--- GIVEN PROBLEM ---
Recast the material below, from the line that contains "Please identify the blue short-sleeve" through the end, inclusive, as a two-column CSV headed entry and result. Put each entry's text and its answer in one row, each field quoted, with line breaks turned into spaces.

--- STORED ROWS ---
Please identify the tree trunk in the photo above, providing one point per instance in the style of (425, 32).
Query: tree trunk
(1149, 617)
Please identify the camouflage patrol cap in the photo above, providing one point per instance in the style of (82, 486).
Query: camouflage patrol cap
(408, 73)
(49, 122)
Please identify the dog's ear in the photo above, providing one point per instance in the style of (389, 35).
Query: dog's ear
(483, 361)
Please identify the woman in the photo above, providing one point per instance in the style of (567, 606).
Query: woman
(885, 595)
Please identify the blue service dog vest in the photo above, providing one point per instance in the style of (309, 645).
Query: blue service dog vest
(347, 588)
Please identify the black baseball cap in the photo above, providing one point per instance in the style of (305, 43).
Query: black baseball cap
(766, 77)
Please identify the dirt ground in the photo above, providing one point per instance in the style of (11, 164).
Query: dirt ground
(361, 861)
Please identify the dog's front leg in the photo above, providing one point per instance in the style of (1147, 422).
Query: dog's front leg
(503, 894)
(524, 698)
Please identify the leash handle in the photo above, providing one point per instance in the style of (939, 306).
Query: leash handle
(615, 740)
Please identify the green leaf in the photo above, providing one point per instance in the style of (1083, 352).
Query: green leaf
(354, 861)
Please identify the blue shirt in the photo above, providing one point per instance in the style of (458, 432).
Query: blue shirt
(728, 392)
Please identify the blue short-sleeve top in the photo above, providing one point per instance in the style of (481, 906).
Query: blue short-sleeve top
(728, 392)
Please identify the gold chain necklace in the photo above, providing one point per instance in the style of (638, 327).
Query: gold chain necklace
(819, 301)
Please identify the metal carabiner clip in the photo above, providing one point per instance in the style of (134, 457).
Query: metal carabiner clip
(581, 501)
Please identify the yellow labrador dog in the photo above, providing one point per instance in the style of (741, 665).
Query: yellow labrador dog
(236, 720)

--- FINISHED TASK ---
entry,result
"Please identify the blue short-sleeve top in the photo above, providing one point per instance in the style of (481, 906). Query: blue short-sleeve top","(728, 392)"
"Please identify the gold chain necklace in the photo above, providing one point per instance in the style of (638, 327). Query: gold chain necklace","(819, 301)"
"Please identify the metal carabiner clip in the photo above, providing one point per instance in the style of (134, 457). Query: metal carabiner clip","(581, 501)"
"Please identify the yellow labrador dog in the photo above, providing one point per instance in the style of (741, 665). Query: yellow labrador dog","(236, 720)"